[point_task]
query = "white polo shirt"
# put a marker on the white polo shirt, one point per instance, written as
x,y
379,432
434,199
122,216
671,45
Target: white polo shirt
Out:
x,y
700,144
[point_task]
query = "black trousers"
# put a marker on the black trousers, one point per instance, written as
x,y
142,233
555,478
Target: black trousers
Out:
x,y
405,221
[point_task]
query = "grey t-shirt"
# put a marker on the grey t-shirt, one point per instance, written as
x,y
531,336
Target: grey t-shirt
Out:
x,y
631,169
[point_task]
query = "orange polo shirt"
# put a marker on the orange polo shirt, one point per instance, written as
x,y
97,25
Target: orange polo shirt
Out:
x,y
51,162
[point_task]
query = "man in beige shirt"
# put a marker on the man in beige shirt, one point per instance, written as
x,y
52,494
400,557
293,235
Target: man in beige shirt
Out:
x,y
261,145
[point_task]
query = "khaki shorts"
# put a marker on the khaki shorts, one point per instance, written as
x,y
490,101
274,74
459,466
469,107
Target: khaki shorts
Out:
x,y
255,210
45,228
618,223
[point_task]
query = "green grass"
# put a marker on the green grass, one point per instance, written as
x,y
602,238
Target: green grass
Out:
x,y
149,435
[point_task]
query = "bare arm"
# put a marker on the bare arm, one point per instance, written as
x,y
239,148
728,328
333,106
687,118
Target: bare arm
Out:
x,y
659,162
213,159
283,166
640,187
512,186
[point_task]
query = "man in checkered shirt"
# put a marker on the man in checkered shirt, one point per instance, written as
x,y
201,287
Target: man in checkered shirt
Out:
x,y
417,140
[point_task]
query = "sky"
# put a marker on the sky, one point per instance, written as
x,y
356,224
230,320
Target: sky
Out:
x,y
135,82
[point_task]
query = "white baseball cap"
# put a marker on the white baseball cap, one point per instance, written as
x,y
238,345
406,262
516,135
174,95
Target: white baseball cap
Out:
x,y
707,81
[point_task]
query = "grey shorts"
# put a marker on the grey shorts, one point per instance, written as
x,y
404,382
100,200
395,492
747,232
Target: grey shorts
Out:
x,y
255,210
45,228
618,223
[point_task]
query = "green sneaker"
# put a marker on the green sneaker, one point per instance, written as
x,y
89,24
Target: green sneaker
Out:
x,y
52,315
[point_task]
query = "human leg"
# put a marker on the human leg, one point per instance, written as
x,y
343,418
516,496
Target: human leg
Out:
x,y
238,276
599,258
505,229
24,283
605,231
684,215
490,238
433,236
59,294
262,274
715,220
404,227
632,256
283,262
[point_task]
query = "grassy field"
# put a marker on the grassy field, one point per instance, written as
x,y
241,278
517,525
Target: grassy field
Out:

Task description: Select every line of the material above holding the word "baseball" and copy it.

Answer section:
query = "white baseball cap"
# put a marker on the white baseball cap, one point per instance, written as
Target: white baseball cap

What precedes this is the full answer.